### [AIM]
Collect every line of the records below that contains the string "silhouetted", matching case exactly, and copy each such line in full.

### [RECORDS FOR THE EXERCISE]
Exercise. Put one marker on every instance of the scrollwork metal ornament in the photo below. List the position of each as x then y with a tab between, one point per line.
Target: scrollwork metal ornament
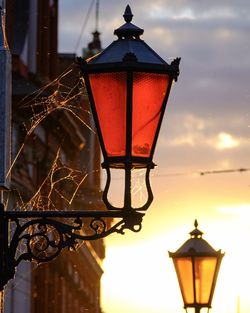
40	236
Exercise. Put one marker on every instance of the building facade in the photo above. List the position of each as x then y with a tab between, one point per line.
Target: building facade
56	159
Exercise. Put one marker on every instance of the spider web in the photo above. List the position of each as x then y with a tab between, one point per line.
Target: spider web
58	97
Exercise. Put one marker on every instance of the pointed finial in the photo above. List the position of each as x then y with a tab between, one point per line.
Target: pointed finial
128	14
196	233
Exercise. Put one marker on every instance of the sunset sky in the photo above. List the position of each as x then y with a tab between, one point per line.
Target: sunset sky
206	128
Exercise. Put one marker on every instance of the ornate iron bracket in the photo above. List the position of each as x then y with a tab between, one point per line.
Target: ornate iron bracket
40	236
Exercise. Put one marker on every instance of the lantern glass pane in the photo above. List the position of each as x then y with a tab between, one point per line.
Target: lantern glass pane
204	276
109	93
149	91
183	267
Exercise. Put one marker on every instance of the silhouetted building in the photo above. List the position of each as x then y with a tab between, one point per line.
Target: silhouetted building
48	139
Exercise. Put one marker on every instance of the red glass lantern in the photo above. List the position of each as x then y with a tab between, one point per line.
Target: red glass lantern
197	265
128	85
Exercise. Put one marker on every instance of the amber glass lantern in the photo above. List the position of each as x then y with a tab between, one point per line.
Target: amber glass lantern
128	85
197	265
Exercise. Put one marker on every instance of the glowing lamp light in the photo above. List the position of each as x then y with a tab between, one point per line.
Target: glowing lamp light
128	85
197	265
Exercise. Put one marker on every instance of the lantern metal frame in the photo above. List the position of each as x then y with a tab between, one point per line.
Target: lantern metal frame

--

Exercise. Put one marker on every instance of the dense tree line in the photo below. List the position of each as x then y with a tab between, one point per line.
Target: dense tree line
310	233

### [ANSWER BELOW]
Exercise. Put one marker on every instance of the silhouetted building in the photo above. List the position of each as x then y with a tab between, one point per line.
Target: silhouetted building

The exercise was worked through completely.